Write out the entries below exactly, from the first line to the one with "Target: girl's head", both ends included.

[Dataset records]
......

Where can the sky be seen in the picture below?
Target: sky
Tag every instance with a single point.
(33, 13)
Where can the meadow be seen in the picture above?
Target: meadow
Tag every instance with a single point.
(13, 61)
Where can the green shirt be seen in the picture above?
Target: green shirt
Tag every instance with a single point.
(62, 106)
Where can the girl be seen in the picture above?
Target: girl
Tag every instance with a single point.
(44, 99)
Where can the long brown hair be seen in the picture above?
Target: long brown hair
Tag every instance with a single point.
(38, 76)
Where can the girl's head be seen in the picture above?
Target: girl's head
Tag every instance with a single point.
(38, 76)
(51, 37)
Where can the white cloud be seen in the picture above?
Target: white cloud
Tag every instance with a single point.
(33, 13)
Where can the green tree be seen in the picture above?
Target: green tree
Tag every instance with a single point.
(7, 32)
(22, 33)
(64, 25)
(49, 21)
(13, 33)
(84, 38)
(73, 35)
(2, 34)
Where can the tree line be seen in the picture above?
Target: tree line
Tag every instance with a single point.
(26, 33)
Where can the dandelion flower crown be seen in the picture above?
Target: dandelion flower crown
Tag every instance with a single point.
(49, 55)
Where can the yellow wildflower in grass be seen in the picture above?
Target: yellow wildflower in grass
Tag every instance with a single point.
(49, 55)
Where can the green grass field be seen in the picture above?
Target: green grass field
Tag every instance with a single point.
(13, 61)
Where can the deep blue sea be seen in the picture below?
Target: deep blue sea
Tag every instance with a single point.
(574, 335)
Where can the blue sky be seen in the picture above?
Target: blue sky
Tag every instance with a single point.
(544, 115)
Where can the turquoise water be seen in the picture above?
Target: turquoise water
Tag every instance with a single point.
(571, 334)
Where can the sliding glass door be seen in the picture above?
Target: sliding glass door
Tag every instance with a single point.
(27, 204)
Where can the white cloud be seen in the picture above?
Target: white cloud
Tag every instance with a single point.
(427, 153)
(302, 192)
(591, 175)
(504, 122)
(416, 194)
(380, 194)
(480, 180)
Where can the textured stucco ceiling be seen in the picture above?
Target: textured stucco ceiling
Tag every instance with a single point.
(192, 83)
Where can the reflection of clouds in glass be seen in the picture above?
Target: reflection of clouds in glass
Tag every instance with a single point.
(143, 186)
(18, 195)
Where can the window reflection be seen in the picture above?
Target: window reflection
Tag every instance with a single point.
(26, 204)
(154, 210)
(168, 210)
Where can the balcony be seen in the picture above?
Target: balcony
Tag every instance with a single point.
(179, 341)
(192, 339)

......

**ANSWER BOX**
Where can the sky be seen in the picture below?
Target: sky
Tag every instance with a single point.
(33, 13)
Where can the meadow be seen in the picture above?
Target: meadow
Tag every instance with a single point.
(13, 61)
Where can the green shirt be seen in the picture above?
Target: green shirt
Tag every instance with a single point.
(62, 106)
Where can the girl be seen in the picture above?
Target: girl
Tag every instance with a single point.
(44, 99)
Where can the long brown hair be seen in the picture above?
Target: long brown hair
Tag every instance with a single point.
(38, 76)
Where can the girl's head be seen in the picture above?
Target: girl's head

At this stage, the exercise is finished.